- [Problem to work on] Pick out and copy each line of the records below that contains the string "white" anywhere in it.

- [Dataset rows]
[Start]

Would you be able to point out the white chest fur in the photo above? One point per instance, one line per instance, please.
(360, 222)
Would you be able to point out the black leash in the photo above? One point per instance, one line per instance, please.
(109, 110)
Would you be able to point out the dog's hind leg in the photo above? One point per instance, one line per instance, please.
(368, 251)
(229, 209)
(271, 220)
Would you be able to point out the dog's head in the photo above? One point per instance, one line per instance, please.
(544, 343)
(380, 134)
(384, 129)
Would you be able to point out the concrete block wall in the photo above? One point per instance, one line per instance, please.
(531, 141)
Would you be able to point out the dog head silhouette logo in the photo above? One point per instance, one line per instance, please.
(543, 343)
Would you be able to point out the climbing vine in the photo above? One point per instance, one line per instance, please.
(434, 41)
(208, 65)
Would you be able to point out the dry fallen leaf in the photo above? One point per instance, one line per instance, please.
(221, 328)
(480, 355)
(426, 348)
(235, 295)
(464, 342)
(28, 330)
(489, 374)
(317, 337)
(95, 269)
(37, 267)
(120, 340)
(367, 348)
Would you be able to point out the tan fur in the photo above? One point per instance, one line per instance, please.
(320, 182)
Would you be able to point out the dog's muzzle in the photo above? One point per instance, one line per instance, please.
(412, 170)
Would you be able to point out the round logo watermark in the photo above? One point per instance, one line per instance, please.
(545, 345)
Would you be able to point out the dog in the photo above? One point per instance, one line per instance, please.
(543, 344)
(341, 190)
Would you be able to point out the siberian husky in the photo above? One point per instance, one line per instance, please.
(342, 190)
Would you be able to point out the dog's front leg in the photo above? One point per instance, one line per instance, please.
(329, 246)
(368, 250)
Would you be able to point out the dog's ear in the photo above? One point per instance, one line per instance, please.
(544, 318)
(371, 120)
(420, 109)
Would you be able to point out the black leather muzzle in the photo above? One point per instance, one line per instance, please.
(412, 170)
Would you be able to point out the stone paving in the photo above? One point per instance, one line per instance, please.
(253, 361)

[End]
[Start]

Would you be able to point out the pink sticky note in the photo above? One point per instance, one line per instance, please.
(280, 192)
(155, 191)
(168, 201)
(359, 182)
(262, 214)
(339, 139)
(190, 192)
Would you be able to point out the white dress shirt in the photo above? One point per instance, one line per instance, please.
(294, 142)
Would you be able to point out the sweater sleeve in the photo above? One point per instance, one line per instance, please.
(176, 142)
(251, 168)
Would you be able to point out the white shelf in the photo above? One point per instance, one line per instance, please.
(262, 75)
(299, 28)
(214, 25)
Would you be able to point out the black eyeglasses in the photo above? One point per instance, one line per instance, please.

[End]
[Start]

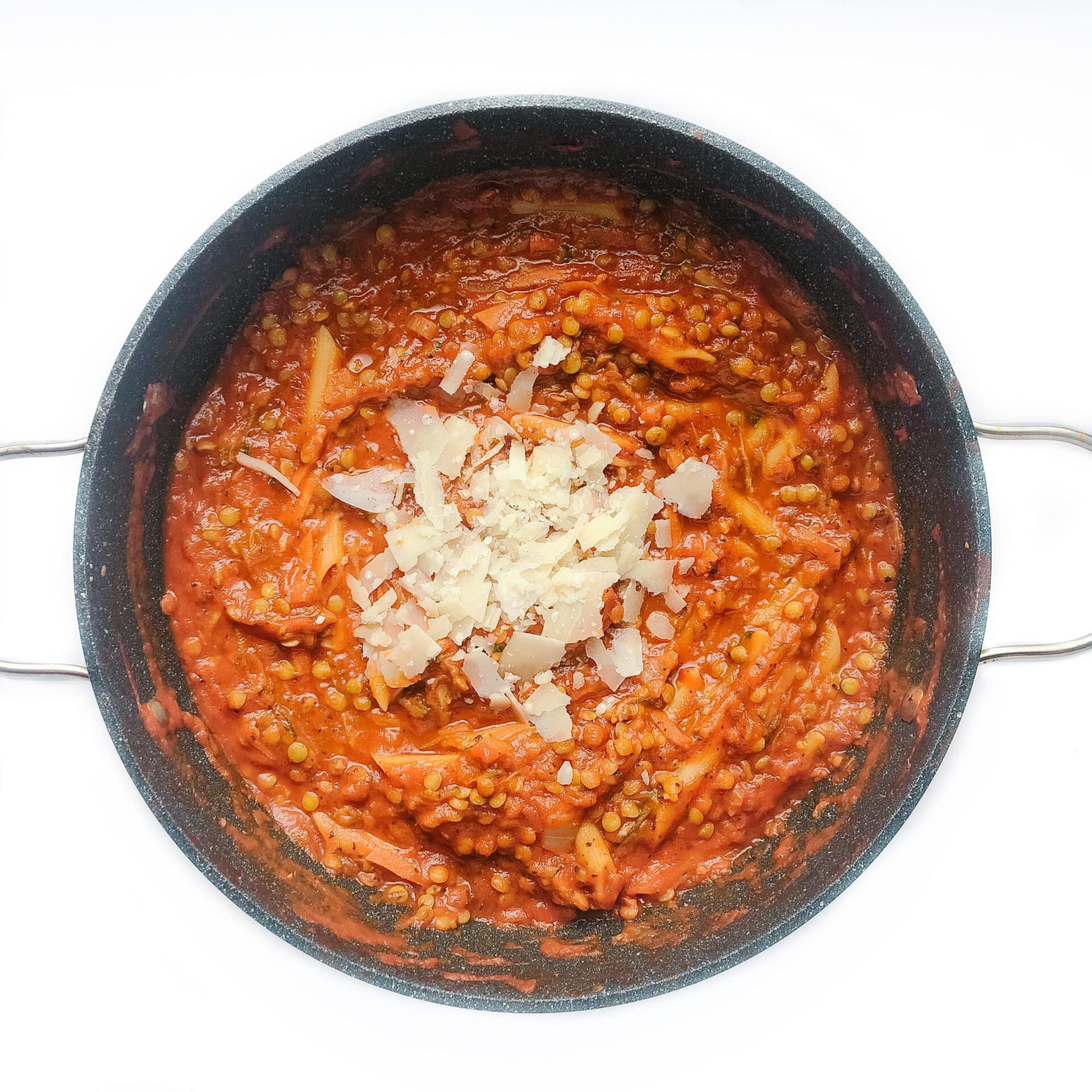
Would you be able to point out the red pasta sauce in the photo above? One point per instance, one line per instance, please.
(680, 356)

[End]

- [Written solution]
Would you be able to point out the white chest fur in the photo above? One point per instance, one line per instance, please.
Would you be able to point out the white dress shirt in the photo above? One point per instance, one line per instance, please.
Would you be able to point out the white shelf in the photo above? One point per instance, one line per instance, please.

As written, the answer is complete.